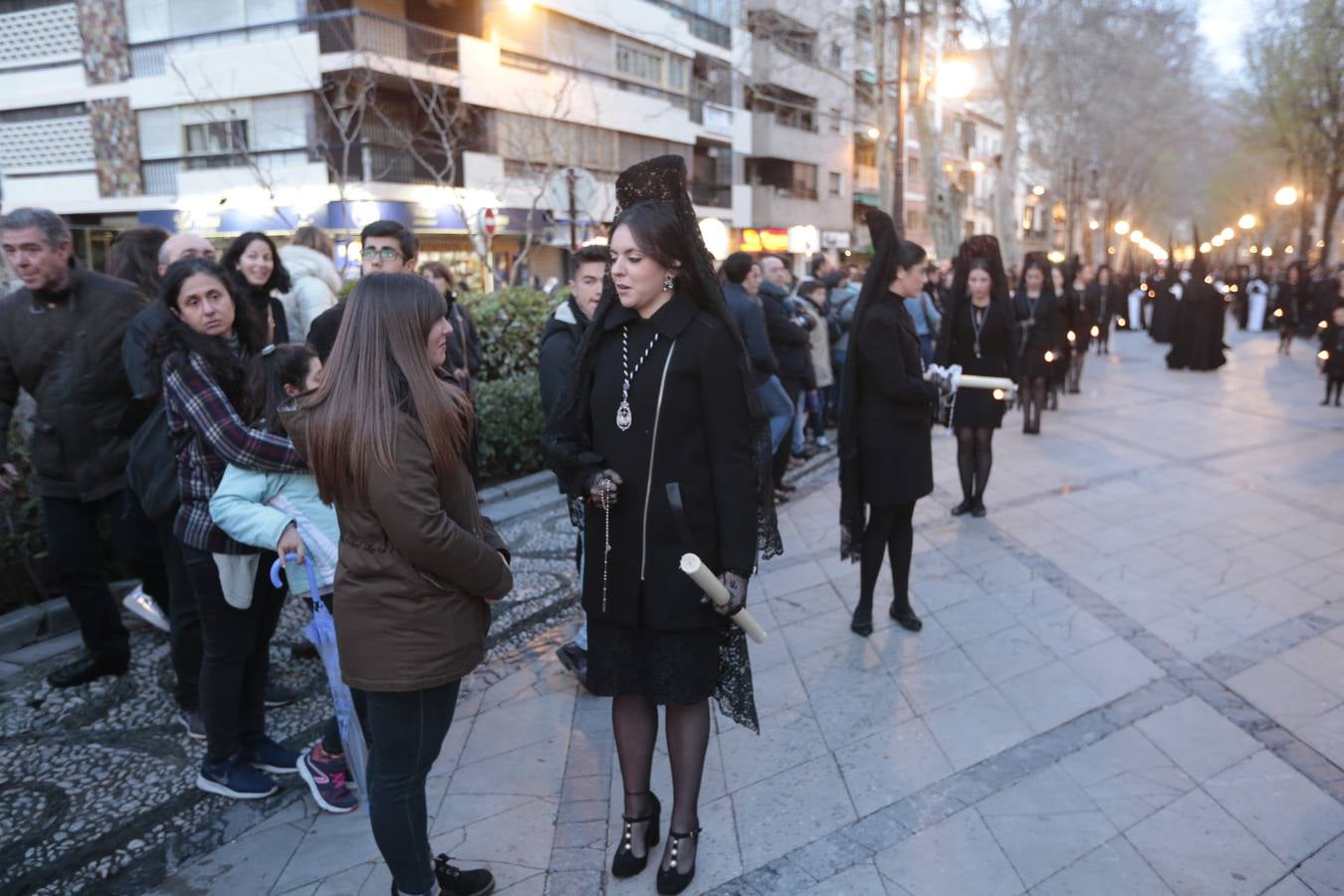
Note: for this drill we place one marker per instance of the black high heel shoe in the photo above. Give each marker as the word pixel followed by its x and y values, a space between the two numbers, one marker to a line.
pixel 671 880
pixel 862 621
pixel 626 864
pixel 906 618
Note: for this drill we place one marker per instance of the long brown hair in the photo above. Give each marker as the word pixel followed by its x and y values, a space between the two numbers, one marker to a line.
pixel 378 369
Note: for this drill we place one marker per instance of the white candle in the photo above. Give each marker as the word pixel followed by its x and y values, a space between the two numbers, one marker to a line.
pixel 715 591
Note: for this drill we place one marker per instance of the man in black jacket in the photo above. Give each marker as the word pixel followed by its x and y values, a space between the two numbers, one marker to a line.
pixel 560 346
pixel 61 341
pixel 741 288
pixel 790 344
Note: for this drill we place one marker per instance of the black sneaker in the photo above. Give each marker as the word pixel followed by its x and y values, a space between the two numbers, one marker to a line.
pixel 235 781
pixel 271 757
pixel 454 881
pixel 574 658
pixel 279 696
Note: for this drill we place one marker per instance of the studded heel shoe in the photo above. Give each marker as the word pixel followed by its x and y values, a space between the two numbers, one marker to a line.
pixel 626 864
pixel 671 879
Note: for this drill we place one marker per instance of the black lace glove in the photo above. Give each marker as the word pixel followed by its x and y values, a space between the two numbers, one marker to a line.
pixel 603 488
pixel 737 587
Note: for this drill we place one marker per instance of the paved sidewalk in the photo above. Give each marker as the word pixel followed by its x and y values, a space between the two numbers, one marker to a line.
pixel 1131 680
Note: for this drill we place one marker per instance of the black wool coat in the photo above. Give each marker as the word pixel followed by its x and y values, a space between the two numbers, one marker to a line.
pixel 692 426
pixel 895 406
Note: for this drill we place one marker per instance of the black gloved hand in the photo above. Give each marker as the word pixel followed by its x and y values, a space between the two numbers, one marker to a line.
pixel 603 488
pixel 737 587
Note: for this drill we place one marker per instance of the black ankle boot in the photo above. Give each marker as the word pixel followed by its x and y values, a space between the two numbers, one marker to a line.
pixel 672 879
pixel 862 621
pixel 905 617
pixel 626 864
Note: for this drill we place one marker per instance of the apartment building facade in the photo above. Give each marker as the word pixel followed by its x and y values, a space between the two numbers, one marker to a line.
pixel 495 127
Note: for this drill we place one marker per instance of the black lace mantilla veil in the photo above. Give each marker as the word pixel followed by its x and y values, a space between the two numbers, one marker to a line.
pixel 875 283
pixel 567 448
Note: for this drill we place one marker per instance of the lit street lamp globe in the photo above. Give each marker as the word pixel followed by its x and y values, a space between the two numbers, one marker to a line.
pixel 956 78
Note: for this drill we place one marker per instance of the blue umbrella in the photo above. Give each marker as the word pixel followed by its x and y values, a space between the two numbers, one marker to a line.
pixel 322 633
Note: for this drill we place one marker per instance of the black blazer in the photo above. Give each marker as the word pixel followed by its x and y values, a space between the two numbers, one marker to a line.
pixel 894 406
pixel 890 371
pixel 692 426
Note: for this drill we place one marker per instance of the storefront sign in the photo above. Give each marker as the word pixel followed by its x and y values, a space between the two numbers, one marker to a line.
pixel 803 239
pixel 773 239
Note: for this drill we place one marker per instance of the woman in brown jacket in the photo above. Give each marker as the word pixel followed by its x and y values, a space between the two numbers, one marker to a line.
pixel 418 563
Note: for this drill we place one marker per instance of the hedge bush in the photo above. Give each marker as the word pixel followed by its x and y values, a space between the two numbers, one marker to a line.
pixel 508 400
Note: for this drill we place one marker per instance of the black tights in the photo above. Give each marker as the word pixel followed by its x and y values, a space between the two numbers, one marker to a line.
pixel 889 533
pixel 634 720
pixel 975 457
pixel 1032 402
pixel 1075 369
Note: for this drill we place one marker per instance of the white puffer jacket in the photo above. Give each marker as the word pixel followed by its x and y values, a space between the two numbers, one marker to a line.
pixel 316 284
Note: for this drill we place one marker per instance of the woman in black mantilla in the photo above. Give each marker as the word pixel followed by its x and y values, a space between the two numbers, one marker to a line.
pixel 980 334
pixel 1037 337
pixel 886 461
pixel 661 396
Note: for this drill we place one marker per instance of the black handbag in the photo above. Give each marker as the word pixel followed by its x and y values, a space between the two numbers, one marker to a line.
pixel 152 470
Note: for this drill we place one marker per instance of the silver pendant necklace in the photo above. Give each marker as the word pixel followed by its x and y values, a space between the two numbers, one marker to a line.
pixel 978 323
pixel 624 415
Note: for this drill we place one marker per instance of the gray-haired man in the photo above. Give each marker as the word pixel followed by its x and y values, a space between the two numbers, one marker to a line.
pixel 61 341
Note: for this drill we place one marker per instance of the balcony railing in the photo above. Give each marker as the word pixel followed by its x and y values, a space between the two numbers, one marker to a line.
pixel 160 175
pixel 713 195
pixel 537 64
pixel 340 31
pixel 702 27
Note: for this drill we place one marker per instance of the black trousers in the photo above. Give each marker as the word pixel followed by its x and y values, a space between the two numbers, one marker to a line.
pixel 405 733
pixel 237 654
pixel 73 537
pixel 183 619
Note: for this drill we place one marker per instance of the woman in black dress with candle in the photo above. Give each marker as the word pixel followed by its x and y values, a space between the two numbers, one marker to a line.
pixel 980 334
pixel 661 434
pixel 884 443
pixel 1037 336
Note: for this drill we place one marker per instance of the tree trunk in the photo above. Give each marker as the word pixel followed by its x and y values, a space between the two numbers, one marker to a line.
pixel 1006 212
pixel 1332 207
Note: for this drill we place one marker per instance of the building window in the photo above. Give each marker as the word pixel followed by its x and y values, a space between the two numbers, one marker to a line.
pixel 638 64
pixel 676 73
pixel 215 144
pixel 791 179
pixel 790 109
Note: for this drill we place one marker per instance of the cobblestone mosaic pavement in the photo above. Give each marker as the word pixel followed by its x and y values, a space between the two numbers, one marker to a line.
pixel 96 782
pixel 1131 680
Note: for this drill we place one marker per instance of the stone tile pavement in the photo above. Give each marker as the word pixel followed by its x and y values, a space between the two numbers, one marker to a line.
pixel 1131 680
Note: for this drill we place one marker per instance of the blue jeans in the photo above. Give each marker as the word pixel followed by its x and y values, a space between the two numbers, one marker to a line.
pixel 780 410
pixel 926 348
pixel 799 422
pixel 405 734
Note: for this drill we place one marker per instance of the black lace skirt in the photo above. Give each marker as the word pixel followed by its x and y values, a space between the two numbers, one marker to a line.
pixel 674 668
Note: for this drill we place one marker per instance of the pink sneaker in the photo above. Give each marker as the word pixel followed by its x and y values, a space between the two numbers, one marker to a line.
pixel 326 777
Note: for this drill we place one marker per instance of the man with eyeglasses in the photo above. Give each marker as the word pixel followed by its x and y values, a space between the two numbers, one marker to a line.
pixel 61 341
pixel 388 247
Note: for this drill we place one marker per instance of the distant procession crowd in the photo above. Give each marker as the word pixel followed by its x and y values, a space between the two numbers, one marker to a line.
pixel 218 416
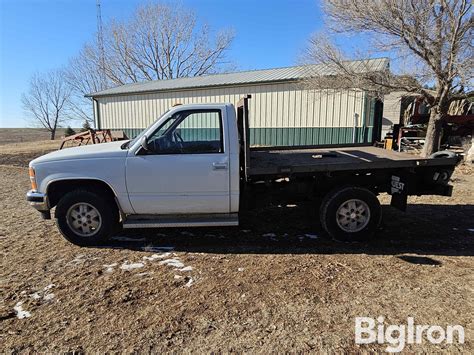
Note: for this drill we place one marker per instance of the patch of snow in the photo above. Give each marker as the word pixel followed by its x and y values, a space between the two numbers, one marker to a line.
pixel 110 267
pixel 156 256
pixel 35 296
pixel 172 262
pixel 48 297
pixel 190 282
pixel 20 313
pixel 126 266
pixel 78 259
pixel 158 249
pixel 49 287
pixel 143 274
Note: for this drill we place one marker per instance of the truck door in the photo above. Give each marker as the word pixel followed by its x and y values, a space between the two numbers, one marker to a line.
pixel 185 168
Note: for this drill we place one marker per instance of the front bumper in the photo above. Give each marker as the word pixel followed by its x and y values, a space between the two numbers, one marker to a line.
pixel 38 200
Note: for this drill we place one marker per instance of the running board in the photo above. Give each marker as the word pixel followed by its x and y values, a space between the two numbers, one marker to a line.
pixel 181 221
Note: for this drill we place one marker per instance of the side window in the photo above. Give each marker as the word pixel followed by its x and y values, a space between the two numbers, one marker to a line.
pixel 189 132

> **AIM**
Retype the entries between the line holding "the blue jeans" and the line holding "pixel 38 200", inclusive, and leave the pictures out.

> **ANSWER TO THIS PROBLEM**
Note: for this drill we place one marker per instance of the blue jeans in the photo above. Give each marker as the word pixel followed by its x and y values, a space between the two numbers, one marker to a line.
pixel 780 410
pixel 926 348
pixel 799 422
pixel 405 734
Note: for this drill we place one marker per instance of the black lace skirt in the photo above. Give each marker as the word pixel followed by its x and y values, a space between the two numbers, one marker to a line.
pixel 674 668
Note: for this drill we place one marker per instance of the pink sneaker in the photo above. Give each marker as the word pixel followed by its x and y values, a space between the two numbers, one marker to a line.
pixel 326 777
Note: for this drill we place one marker per instance of the man with eyeglasses in the photo above. Give each marker as the word pixel followed by its x and y values, a space between the two numbers, one marker to a line.
pixel 61 341
pixel 388 247
Note: for this drill we place one marker per instance of the distant procession crowd in the photo above. Give each marker as the word pixel followed by its x and y values, a space between the two numbers, one marker to a line.
pixel 218 416
Note: for this drill we place one marker per instance of the patch of snow in the photo above. Give each marker as the word pixel followed by its x and y values, a space between the two numbers, one marker to a line.
pixel 110 267
pixel 156 256
pixel 35 296
pixel 172 262
pixel 48 297
pixel 190 282
pixel 20 313
pixel 126 266
pixel 78 259
pixel 158 249
pixel 49 287
pixel 143 274
Note: for this drill we place one marker per instance of the truck door in the photo above. Give each marker as the word pixel followed by its x and y values, a space between the two numbers, one marker to a line.
pixel 185 168
Note: for this drill we place one marker per instance of the front bumper in the photo above. Give each marker as the word pixel followed by its x and y values, a space between the two numbers, one marker to a line.
pixel 38 200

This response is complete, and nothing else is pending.